*** Block opens ***

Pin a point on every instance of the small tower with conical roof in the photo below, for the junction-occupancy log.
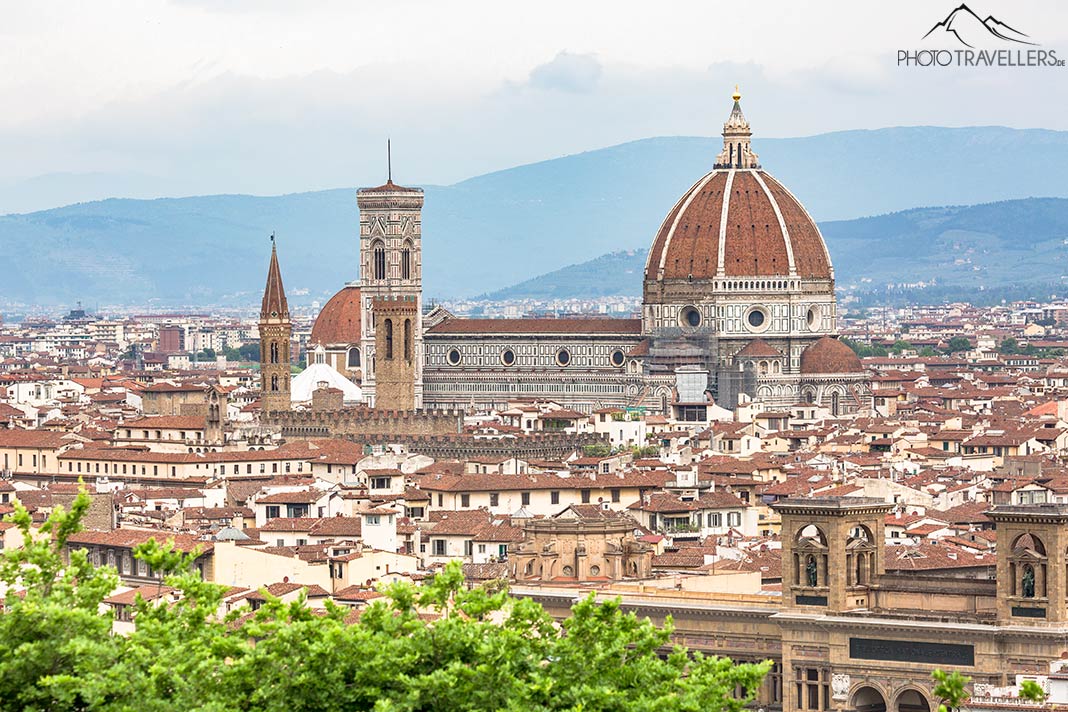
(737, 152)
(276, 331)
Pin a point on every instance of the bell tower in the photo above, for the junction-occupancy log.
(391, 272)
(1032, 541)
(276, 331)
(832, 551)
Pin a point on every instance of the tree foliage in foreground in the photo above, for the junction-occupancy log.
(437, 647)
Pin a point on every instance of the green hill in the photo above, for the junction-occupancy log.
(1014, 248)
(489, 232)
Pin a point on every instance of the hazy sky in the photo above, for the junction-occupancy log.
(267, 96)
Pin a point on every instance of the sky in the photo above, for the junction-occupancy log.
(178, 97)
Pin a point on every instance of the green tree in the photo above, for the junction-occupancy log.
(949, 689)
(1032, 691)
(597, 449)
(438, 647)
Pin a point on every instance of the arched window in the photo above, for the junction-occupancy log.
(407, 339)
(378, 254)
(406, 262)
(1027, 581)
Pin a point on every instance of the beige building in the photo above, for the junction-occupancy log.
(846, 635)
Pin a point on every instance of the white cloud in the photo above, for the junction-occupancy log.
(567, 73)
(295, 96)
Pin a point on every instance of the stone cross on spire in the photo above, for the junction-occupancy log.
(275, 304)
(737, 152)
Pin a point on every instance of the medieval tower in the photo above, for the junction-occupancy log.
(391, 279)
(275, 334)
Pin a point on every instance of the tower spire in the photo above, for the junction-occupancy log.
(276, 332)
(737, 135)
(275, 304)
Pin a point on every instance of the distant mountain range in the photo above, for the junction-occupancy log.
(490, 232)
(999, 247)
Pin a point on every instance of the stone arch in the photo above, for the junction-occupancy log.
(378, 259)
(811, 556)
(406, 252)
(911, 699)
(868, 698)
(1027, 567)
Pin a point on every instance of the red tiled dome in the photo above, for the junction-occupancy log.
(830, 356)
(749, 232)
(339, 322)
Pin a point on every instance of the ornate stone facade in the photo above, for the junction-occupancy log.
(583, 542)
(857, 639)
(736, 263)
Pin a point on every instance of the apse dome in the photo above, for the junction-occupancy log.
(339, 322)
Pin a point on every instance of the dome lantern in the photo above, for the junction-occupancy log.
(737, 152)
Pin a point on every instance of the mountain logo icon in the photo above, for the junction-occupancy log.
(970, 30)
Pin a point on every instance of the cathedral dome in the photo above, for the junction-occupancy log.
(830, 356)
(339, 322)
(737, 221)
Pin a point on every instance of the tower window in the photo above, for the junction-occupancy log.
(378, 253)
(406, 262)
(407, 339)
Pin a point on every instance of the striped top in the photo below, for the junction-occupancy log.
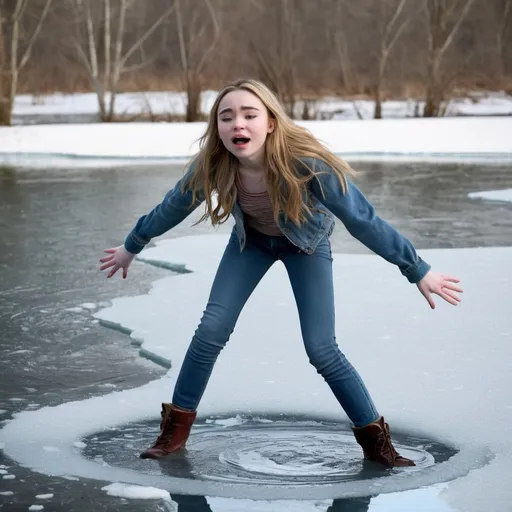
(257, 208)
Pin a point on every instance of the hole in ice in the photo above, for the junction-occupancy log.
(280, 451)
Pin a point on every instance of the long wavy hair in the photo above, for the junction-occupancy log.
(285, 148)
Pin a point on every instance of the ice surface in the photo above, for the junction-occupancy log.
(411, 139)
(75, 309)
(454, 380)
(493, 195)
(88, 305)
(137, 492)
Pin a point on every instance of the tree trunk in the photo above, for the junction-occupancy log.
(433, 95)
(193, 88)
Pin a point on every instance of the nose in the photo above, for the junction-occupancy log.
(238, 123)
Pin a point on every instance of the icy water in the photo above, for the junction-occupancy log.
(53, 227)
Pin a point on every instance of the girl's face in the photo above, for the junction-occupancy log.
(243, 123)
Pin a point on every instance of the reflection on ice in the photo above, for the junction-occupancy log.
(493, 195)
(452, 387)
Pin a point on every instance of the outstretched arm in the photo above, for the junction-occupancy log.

*** Block closes ***

About this task »
Pictures excluded, quote all the data above exactly.

Task response »
Pin a point on every instance of the small tower with conical roof in the photo below, for the junction-occupancy log.
(737, 152)
(276, 331)
Pin a point on every instance of the bell tower in the photo above, for the junction-occupancy log.
(391, 272)
(1032, 541)
(276, 331)
(832, 551)
Pin a point on every instance of the tree foliage in foreground in the photo above, for the junction-occupancy log.
(437, 647)
Pin a point on every instance of the green hill in the photo above, for the junction-occupancy log.
(1014, 248)
(489, 232)
Pin a point on every instance of the hazy sky in the photo above, for the junction-occupancy log.
(267, 96)
Pin a point on every instance of the sky in the photo above, for the junction-occupancy log.
(178, 97)
Pin a point on every instance of the green tree in the photo above, for the junction-occupancy log.
(949, 689)
(1032, 691)
(597, 449)
(438, 647)
Pin a point on every instance of the arched window in the photo above, for the junction-occupancy log.
(407, 339)
(378, 254)
(406, 262)
(1027, 581)
Pin a point on every instance of the beige building in the photo above, for the junction-occupancy log.
(846, 635)
Pin a point on every instance of the white cloud in the photo above, for the junction-occupancy log.
(567, 73)
(295, 96)
Pin a point on every instance of the stone cross on spire in the photo above, for the junction-occupancy log.
(275, 304)
(737, 152)
Pin a point on every instance of the medieval tower in the photo above, for the junction-occupancy log.
(391, 279)
(275, 334)
Pin a point on every instance of the tower spire in the photo above, for the junction-occupancy log.
(276, 332)
(737, 135)
(275, 304)
Pin a point on every instance of the distant mountain range in the photo above, for the junction-occupancy log.
(490, 232)
(999, 247)
Pin a point on every instance of the stone arch in the photo above, for the junction-occupancy log.
(378, 259)
(811, 556)
(406, 252)
(911, 699)
(868, 698)
(1027, 567)
Pin a point on every instance of the red tiled dome in the photo above, for the junction-occupancy log.
(830, 356)
(749, 232)
(339, 322)
Pin a point on every instance of the ornate stone facade in the photo above, for the junction-occupancy log.
(583, 542)
(857, 639)
(736, 263)
Pin a point on every instance of the apse dome in the photo above, for the junction-occupancy log.
(339, 322)
Pin a point on every instance of the dome lantern in the photo above, for the junction-occupancy log.
(737, 152)
Pin a point on every instance of the mountain logo icon in the photo above, for the junction-occupancy log.
(970, 30)
Pin a point on every instance of the cathedral dome in the photo above, for the junction-occupancy log.
(830, 356)
(339, 322)
(737, 221)
Pin a point on every instance of the tower window in the photo above, for the junction-occupancy log.
(378, 253)
(406, 262)
(407, 339)
Pin a point on every instance of the striped top in the photo below, for the junction-occupancy log.
(257, 208)
Pin a point on every instance of the hole in ice in the photo above, for the junction-occupancy log.
(280, 451)
Pin a point on every instance of the long wavy hair in the photo above, for the junction-occupancy log.
(285, 148)
Pin a point on every instance of the ice surface in the photo above, for the junction-occupancy log.
(411, 139)
(75, 309)
(454, 380)
(493, 195)
(88, 305)
(137, 492)
Pin a point on every instance of the tree trunk in the photo above, for the junction-occupancy log.
(433, 95)
(193, 88)
Pin a point on every instance of the nose in the photo above, for the junction-occupancy log.
(238, 123)
Pin a point on every instance of the icy water in the photo above, for the junction-occupancy log.
(53, 227)
Pin a point on every instance of the girl's face in the photo above, for the junction-occupancy log.
(243, 123)
Pin a point on every instance of the reflection on ice in the photo above, for the junction-occupancy log.
(493, 195)
(452, 387)
Pin a point on every instance of the outstretched arm in the photo above, for the junction-occupancy log.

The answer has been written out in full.